[Records for this task Boundary: Start]

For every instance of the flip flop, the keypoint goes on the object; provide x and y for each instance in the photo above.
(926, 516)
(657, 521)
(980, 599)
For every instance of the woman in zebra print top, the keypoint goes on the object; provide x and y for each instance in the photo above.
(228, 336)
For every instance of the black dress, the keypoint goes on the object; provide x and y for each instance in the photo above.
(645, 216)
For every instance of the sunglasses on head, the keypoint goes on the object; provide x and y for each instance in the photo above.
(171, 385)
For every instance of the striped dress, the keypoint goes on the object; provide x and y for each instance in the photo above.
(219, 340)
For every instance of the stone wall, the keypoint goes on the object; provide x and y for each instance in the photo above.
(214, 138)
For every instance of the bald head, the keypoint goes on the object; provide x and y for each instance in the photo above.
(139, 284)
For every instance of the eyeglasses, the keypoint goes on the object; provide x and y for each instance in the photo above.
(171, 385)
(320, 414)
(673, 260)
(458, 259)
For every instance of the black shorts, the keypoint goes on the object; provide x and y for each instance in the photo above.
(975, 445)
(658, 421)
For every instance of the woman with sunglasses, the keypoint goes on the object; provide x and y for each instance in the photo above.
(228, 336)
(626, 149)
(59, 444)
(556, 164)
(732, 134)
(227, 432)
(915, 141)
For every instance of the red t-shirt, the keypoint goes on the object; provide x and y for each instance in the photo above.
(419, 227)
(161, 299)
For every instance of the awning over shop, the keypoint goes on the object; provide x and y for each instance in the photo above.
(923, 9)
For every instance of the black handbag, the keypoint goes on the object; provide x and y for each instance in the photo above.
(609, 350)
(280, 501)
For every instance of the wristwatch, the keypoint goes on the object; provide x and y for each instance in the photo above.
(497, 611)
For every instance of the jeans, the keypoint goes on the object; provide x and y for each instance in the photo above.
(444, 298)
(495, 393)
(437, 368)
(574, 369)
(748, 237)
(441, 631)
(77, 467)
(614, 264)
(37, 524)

[Records for this task Boundary: End]

* What you have to do: Reproduce the line that contains "For every instance of the woman with" and each line after it through the last line of the entries above, exactly; leave out all earlier lines.

* Solved problem:
For every instance of the woman with sunglasses, the keypoint goes on the object; provide x and y for each instance in the photo above.
(228, 336)
(626, 149)
(59, 444)
(556, 164)
(732, 134)
(227, 432)
(915, 141)
For every instance of the red t-shirt, the keypoint goes on the object; provide x and y for each instance in the photo above.
(419, 227)
(161, 299)
For every instance of the awning over shop, the keypoint goes on the object; provide x and y for each instance in the photo above.
(923, 9)
For every instance of the black handbag, the keypoint goes on the object; provide x and y for each instance in the photo above.
(609, 350)
(280, 501)
For every instance of the wristwatch, the keypoint goes on the object; provide x and y for each instance in the photo above.
(497, 611)
For every instance of the jeans, the keypoint goes on the object; provide x and y for each instance in the photo above.
(444, 298)
(495, 393)
(437, 368)
(574, 369)
(748, 237)
(441, 631)
(77, 467)
(614, 264)
(37, 524)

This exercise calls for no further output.